> [Exercise]:
An exact copy of all the data below is required.

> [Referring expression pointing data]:

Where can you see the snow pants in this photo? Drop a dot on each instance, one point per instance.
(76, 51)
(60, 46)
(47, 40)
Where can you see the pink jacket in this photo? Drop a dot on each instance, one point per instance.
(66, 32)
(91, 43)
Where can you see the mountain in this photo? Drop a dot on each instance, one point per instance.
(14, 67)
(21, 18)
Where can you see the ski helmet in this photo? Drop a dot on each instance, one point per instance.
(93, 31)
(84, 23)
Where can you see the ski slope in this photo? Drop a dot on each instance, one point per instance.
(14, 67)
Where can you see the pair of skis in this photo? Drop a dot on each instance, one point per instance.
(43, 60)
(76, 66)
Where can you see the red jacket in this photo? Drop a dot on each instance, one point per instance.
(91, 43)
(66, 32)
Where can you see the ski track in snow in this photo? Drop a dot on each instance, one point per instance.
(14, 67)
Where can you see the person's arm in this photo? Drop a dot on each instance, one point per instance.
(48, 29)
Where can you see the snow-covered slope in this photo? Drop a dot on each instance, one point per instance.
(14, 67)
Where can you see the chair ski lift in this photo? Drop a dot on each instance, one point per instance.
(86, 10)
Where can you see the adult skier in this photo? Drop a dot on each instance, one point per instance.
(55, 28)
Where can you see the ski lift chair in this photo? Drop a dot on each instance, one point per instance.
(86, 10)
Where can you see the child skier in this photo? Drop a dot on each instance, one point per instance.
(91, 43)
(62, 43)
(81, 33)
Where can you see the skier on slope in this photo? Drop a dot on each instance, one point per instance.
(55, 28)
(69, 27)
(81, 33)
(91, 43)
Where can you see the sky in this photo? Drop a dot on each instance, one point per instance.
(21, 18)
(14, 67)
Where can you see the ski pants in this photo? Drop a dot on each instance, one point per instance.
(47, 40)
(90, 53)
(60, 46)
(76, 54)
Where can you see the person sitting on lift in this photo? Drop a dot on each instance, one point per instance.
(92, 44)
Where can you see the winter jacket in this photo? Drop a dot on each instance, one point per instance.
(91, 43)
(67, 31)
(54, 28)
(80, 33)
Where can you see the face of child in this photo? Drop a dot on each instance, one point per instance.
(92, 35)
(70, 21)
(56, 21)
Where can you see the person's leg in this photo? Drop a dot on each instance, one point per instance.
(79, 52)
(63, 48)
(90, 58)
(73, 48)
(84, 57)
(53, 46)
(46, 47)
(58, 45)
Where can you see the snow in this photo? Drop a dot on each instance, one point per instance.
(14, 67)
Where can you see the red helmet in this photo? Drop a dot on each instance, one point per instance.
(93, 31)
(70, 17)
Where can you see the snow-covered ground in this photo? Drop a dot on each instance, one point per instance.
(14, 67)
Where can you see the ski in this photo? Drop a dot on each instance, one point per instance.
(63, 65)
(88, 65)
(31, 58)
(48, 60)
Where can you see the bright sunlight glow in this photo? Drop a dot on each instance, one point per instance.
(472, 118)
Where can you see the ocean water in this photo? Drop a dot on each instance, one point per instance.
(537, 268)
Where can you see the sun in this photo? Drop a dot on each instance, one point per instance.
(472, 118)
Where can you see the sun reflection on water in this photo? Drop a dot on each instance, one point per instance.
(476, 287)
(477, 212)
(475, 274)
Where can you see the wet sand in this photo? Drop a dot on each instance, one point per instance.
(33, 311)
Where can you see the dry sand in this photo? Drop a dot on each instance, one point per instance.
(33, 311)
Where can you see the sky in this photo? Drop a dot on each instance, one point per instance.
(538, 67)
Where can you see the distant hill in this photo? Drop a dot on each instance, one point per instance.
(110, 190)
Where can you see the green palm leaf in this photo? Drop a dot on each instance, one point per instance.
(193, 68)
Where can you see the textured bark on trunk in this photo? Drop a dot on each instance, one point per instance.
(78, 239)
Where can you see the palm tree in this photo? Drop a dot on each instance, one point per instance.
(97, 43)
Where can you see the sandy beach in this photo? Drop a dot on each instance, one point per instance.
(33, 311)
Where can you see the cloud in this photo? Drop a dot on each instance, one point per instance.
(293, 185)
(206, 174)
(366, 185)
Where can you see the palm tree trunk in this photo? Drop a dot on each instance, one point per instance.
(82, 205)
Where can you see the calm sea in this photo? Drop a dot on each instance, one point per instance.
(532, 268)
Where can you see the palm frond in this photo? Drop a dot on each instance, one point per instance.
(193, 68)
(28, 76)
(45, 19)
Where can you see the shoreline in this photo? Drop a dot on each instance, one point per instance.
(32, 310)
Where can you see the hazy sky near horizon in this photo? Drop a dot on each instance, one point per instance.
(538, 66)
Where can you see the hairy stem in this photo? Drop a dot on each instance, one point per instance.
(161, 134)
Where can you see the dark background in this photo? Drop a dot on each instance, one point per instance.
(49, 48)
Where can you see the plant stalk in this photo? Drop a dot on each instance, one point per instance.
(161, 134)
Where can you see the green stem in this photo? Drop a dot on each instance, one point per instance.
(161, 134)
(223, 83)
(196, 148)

> [Solved problem]:
Where can you see the snow pants in this photo? Drop a dot on each instance, one point per instance.
(76, 51)
(60, 46)
(47, 40)
Where can you see the pink jacket in this photo? Drop a dot on each instance, one point per instance.
(66, 32)
(91, 43)
Where can you see the mountain in this photo? Drop a dot on each instance, one point per instance.
(14, 67)
(21, 18)
Where can you see the ski helmet in this photo? Drop a dot on each instance, one point per instance.
(93, 31)
(84, 23)
Where can you see the ski slope in this photo? Drop a dot on each instance, one point per instance.
(14, 67)
Where can you see the pair of skis in this photo? Drop a dot on each instance, one point per instance.
(43, 60)
(76, 66)
Where can you see the red jacket in this photo? Drop a dot on each instance, one point per instance.
(91, 43)
(66, 32)
Where can you see the ski track in snow in this photo? Drop a dot on each instance, one point per instance.
(14, 67)
Where can you see the person's arm in this photo? Drop a dot on each instance, one point per instance.
(48, 29)
Where can you see the snow-covered slope in this photo? Drop a dot on each instance, one point per instance.
(14, 67)
Where can you see the chair ski lift in this photo? Drop a dot on each instance, one point per instance.
(86, 10)
Where can you see the adult skier in this photo? Drop a dot on each instance, one point per instance.
(55, 28)
Where can you see the ski lift chair in this photo? Drop a dot on each instance, one point per instance.
(86, 10)
Where can you see the child skier in this photo? Drop a dot on each instance, one point per instance.
(91, 43)
(62, 43)
(81, 33)
Where can you see the skier on slope in this photo? Drop a dot on each instance, one point per instance.
(55, 28)
(69, 27)
(81, 33)
(91, 43)
Where can you see the sky in this photo? Drop a dot on each instance, one point per instance.
(21, 18)
(14, 67)
Where can you see the ski pants in this photo? Drop a dot on each instance, one point per instance.
(47, 40)
(90, 53)
(60, 46)
(76, 54)
Where can you see the person sitting on lift in this photo? Drop a dot on each instance, one point per instance.
(92, 44)
Where can you see the winter jacket in this photo? Drop a dot on each instance, one point per instance.
(91, 43)
(67, 31)
(54, 28)
(80, 33)
Where can you see the face of child in this photo? Drop a dot on each instance, one point per instance.
(92, 35)
(70, 21)
(56, 21)
Where can you see the person's leg in this photo? Drop a dot on each instance, one point per instance.
(79, 52)
(63, 48)
(90, 58)
(73, 48)
(84, 57)
(53, 46)
(46, 47)
(58, 45)
Where can you see the snow in this photo? Drop a dot on each instance, one point per instance.
(14, 67)
Where can you see the red helmet in this photo? Drop a dot on each instance, one point per instance.
(93, 31)
(70, 17)
Where can you see the snow-covered ground in this photo? Drop a dot on each instance, one point per instance.
(14, 67)
Where can you see the ski in this photo? Drop a dot on each instance, one point per instance.
(63, 65)
(88, 65)
(31, 58)
(48, 60)
Where can you see the bright sunlight glow in this photo? Drop a dot on each instance, one point per instance.
(472, 118)
Where can you see the ocean water in this photo? Drop a dot on each instance, one point per instance.
(537, 268)
Where can you see the sun in this photo? Drop a dot on each instance, one point per instance.
(472, 118)
Where can you see the sun reflection on water in this photo? Drop a dot on each instance, one point per instance.
(476, 287)
(477, 212)
(475, 274)
Where can you see the wet sand in this photo? Drop a dot on each instance, one point per instance.
(33, 311)
Where can you see the dry sand in this photo? Drop a dot on each instance, one point per instance.
(33, 311)
Where can you see the sky in this photo? Drop a dot on each instance, one point per instance.
(538, 67)
Where can you see the distant hill in this photo? Drop a dot on each instance, one point per instance.
(110, 190)
Where can you see the green palm leaf in this photo? Drop a dot on each instance, one point per instance.
(193, 68)
Where can you see the textured bark on trunk in this photo? Drop a dot on each instance, one point per instance.
(78, 239)
Where can you see the palm tree in this photo? Drop a dot on each instance, one point per instance.
(97, 43)
Where can you see the sandy beach in this photo? Drop a dot on each instance, one point per instance.
(33, 311)
Where can you see the cloud in this photo? Drop a dot on each instance, one point per instance.
(293, 185)
(206, 174)
(366, 185)
Where can you see the palm tree trunk in this photo? Drop a dot on each instance, one point per instance.
(82, 205)
Where can you see the calm sea in this photo? Drop a dot on each instance, one point per instance.
(532, 268)
Where can you see the palm frond in this photo? Drop a dot on each instance, one point per instance.
(193, 68)
(28, 76)
(45, 19)
Where can you see the shoreline in this photo? Drop a dot on each instance, one point per instance.
(32, 310)
Where can you see the hazy sky near horizon in this photo? Drop a dot on each instance, one point per instance.
(538, 66)
Where can you see the hairy stem in this photo? Drop a dot on each instance, one point per instance.
(161, 134)
Where can you see the dark background in this photo? Drop a dot on each instance, one point per instance.
(49, 48)
Where can you see the plant stalk in this photo? Drop a dot on each instance, one point per instance.
(161, 134)
Where can you see the green stem in this photo? Drop a dot on each instance, one point per instance.
(161, 134)
(223, 83)
(196, 148)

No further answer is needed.